- [Activity] Transcribe every entry below word for word, but skip the pictures.

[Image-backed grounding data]
---------------

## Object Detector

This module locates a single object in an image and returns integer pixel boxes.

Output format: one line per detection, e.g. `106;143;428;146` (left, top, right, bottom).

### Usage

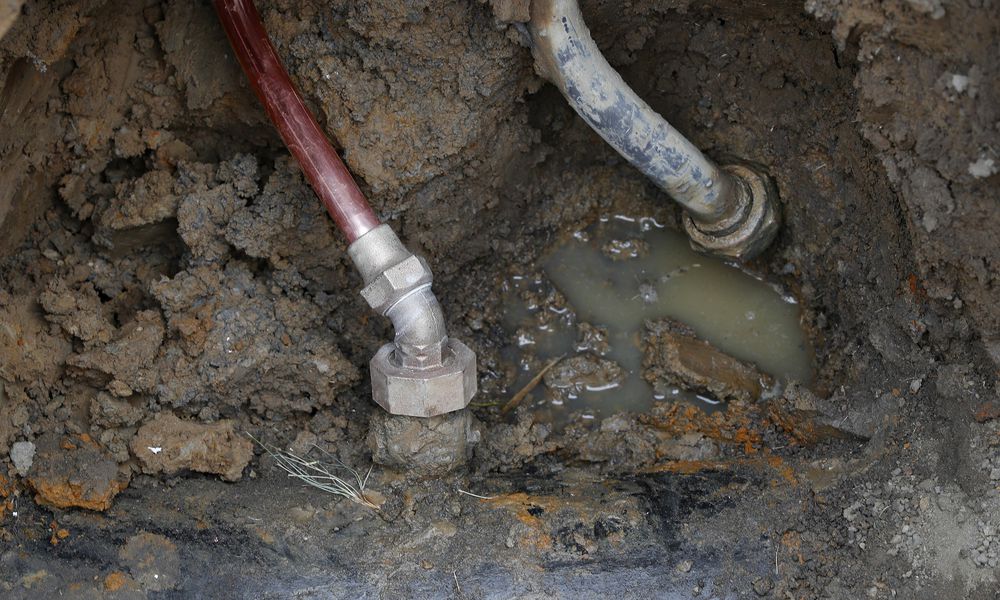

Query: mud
0;0;998;598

---------------

- [Exercise solution]
## Object Detector

This module locates a single object in an image and returns integer pixel boxes.

Output format: one line per detection, e.g. `106;143;428;146` (left, top, right, bottom).

### Usage


Query: mud
0;0;998;598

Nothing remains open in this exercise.